◆ What to produce
Which lines run from the one containing "[locate] coral orange" to the end of the entries? Quote them exactly, and nothing else.

◆ Location identification entries

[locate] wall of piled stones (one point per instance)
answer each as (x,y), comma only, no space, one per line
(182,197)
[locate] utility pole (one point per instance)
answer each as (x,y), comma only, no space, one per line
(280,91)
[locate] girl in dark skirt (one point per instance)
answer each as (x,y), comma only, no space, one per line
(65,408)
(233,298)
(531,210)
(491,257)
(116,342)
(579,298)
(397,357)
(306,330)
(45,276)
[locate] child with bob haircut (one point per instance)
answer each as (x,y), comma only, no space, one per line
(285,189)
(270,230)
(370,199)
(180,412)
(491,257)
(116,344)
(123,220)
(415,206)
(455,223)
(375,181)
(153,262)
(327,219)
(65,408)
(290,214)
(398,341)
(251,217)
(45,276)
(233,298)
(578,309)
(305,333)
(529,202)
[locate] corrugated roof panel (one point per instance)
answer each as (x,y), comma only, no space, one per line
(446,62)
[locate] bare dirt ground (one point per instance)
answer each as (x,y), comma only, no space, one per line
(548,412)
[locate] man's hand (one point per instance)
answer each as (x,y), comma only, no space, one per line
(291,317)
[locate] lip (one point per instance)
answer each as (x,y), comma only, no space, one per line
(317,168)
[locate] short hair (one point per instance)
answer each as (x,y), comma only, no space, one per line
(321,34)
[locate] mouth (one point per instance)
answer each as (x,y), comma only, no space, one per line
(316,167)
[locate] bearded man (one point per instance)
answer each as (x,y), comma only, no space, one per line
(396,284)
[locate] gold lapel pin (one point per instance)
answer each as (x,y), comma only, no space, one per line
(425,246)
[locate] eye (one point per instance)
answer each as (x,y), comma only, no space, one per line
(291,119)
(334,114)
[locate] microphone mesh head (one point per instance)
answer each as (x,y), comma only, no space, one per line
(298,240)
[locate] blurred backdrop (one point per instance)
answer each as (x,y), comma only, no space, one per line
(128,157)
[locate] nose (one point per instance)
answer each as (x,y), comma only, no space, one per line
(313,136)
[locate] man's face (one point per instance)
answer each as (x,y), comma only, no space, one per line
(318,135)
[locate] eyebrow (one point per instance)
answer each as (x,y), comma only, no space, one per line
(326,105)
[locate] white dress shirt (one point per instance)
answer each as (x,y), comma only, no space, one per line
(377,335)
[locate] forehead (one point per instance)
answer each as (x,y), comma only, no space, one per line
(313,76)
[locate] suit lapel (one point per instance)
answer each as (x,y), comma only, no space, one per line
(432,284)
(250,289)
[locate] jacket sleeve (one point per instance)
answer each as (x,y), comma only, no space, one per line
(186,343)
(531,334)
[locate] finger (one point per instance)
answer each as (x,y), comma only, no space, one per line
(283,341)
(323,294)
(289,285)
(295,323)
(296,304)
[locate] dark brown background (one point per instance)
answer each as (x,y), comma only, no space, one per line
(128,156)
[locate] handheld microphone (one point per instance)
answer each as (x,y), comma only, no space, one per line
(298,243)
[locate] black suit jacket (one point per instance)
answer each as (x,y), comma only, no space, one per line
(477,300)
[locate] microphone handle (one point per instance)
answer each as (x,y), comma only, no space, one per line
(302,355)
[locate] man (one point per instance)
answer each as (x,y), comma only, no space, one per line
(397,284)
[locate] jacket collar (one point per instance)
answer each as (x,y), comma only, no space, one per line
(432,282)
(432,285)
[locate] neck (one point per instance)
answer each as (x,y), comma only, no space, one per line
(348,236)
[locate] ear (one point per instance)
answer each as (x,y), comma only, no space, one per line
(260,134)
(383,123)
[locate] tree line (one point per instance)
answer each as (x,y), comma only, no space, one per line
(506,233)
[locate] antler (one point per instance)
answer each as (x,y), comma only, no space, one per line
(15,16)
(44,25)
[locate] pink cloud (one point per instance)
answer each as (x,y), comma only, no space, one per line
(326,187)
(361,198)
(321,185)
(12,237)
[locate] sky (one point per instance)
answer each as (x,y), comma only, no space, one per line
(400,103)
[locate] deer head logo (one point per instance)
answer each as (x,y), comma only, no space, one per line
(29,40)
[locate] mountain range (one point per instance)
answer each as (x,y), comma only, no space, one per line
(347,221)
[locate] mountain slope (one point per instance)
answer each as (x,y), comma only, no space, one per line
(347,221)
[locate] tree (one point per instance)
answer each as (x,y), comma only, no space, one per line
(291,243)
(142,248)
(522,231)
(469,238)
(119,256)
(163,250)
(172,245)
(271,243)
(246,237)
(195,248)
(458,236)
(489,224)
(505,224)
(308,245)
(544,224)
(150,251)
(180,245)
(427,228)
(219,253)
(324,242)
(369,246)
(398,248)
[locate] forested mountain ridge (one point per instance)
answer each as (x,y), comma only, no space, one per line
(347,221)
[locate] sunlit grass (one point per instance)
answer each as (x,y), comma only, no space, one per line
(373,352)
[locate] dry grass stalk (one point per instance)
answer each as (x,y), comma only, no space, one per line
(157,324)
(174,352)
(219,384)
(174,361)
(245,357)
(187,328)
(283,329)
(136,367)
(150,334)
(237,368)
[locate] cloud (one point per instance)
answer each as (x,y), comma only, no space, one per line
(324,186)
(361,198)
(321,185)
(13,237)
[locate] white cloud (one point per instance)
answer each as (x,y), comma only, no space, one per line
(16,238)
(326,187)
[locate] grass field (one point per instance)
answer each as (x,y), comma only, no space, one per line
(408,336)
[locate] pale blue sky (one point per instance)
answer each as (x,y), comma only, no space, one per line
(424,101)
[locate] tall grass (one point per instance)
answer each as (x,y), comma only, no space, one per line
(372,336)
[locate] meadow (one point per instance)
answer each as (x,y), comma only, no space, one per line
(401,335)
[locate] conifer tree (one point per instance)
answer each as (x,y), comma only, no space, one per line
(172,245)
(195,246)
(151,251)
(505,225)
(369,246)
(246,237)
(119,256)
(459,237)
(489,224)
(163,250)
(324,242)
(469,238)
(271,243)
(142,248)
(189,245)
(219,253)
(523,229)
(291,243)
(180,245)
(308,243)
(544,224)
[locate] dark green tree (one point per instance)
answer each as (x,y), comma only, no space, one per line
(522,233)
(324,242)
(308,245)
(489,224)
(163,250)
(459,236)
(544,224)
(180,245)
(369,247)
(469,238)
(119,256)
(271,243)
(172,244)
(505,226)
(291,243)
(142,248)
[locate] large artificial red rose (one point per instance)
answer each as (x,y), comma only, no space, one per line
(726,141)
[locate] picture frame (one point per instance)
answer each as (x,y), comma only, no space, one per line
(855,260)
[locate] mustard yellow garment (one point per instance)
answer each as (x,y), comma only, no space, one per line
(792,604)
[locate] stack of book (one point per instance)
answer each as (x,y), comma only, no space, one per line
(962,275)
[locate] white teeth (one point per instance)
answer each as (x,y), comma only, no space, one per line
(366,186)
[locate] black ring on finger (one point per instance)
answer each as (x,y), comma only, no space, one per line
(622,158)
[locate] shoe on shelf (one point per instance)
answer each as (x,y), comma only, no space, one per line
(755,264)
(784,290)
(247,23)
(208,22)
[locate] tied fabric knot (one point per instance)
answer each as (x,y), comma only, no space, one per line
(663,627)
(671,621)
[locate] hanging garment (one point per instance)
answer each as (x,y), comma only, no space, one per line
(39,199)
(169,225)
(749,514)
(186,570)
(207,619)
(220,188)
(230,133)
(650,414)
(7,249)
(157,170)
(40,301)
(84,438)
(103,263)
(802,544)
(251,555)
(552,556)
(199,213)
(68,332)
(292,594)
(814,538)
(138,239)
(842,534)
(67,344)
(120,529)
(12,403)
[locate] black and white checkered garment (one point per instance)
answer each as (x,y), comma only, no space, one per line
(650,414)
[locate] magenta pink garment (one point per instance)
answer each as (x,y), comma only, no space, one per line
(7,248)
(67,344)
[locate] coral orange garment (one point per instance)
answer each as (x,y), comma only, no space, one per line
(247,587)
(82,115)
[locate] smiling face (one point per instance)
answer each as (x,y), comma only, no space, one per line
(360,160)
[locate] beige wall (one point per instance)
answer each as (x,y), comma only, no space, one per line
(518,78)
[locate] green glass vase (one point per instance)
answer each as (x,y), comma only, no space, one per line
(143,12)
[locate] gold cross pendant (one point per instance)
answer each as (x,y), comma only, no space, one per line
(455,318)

◆ Full answer
[locate] coral orange garment (one point per instance)
answer each as (x,y), comma only, no space, one per line
(247,587)
(82,115)
[locate] smiling face (one point per instance)
answer each as (x,y), comma only, no space, one per line
(360,160)
[locate] beige wall (one point per instance)
answer each as (x,y), comma only, no space, one per line
(518,78)
[locate] green glass vase (one point per instance)
answer each as (x,y), comma only, no space, one per line
(143,12)
[locate] gold cross pendant (one point per instance)
answer each as (x,y), comma only, no space, one per line
(455,318)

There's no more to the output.